Begin SUPPLIED TEXT

Vivian Hoo 许家雯

Personal information
- Born: Vivian Hoo Kah Mun 19 March 1990 (age 36) Kuala Lumpur, Malaysia
- Height: 1.65 m (5 ft 5 in)
- Weight: 60 kg (132 lb)

Sport
- Country: Malaysia
- Sport: Badminton
- Handedness: Right
- Coached by: Chan Chong Ming
- Retired: 9 January 2025

Women's doubles
- Highest ranking: 9 (with Woon Khe Wei 19 November 2015)

End SUPPLIED TEXT
Begin MATERIAL SUPPLIED

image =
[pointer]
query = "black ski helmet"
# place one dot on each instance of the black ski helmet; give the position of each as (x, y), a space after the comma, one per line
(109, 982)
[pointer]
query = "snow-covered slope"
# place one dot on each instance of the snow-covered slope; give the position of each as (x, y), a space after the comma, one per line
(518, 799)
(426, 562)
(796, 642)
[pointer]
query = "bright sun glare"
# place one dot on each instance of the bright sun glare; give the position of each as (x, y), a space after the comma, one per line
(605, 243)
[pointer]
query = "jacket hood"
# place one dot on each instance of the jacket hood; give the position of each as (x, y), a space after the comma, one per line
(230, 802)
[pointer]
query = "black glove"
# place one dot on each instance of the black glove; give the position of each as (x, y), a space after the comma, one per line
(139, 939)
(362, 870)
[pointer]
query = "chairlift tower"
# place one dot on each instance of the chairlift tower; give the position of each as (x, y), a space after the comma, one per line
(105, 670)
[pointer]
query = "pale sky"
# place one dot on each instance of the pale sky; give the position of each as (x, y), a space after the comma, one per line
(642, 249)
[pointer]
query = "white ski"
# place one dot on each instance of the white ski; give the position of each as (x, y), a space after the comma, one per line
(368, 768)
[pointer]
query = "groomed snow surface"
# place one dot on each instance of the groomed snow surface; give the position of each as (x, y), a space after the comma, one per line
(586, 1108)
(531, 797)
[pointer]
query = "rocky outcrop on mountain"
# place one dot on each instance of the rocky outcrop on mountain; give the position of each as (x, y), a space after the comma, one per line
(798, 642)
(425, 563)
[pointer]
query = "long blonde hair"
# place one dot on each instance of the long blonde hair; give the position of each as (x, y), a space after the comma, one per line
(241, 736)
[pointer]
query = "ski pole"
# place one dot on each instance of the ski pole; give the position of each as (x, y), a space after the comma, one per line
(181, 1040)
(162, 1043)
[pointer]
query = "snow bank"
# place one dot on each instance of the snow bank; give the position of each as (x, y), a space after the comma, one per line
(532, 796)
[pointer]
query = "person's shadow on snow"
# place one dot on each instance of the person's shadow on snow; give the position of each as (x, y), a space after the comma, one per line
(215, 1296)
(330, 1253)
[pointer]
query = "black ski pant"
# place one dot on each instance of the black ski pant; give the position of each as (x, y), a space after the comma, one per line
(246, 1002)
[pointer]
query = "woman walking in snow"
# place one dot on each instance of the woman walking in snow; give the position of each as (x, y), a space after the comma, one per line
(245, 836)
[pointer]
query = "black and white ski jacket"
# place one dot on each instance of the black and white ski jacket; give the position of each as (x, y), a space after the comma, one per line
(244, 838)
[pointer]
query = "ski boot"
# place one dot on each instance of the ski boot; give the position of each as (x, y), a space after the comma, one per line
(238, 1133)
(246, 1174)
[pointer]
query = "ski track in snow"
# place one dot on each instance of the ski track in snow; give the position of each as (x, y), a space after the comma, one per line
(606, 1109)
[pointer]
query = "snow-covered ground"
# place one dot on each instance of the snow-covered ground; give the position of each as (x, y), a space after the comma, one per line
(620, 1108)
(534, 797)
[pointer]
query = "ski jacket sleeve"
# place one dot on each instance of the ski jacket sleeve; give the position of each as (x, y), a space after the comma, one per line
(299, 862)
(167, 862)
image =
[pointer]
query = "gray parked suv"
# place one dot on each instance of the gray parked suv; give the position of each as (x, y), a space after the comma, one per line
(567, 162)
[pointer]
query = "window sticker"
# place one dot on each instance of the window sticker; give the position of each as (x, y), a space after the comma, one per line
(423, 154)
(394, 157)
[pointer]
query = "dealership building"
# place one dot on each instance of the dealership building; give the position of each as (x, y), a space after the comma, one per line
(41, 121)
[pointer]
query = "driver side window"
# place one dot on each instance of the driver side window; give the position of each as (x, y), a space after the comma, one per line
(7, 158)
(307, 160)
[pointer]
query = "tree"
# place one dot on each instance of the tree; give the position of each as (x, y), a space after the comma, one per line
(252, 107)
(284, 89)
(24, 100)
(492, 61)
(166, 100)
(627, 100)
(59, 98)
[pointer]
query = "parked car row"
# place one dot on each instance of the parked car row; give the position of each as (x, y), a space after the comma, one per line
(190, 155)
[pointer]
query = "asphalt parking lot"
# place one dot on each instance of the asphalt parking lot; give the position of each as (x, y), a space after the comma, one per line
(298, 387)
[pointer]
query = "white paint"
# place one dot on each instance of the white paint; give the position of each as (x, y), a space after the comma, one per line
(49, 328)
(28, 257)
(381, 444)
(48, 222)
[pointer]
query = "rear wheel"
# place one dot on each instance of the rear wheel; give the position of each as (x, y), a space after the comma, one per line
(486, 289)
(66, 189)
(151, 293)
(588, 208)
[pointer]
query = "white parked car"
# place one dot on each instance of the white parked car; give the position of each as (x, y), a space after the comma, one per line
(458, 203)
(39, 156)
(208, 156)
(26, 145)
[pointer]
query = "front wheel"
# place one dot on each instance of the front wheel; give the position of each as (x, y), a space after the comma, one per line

End MATERIAL SUPPLIED

▸ TASK REQUIREMENTS
[1] List every date that appears in the Vivian Hoo profile.
[2] Please reproduce everything in the Vivian Hoo profile from "Vivian Hoo 许家雯" down to "kg (132 lb)", word for word.

▸ TASK-BY-TASK OUTPUTS
[1]
19 March 1990
9 January 2025
19 November 2015

[2]
Vivian Hoo 许家雯

Personal information
- Born: Vivian Hoo Kah Mun 19 March 1990 (age 36) Kuala Lumpur, Malaysia
- Height: 1.65 m (5 ft 5 in)
- Weight: 60 kg (132 lb)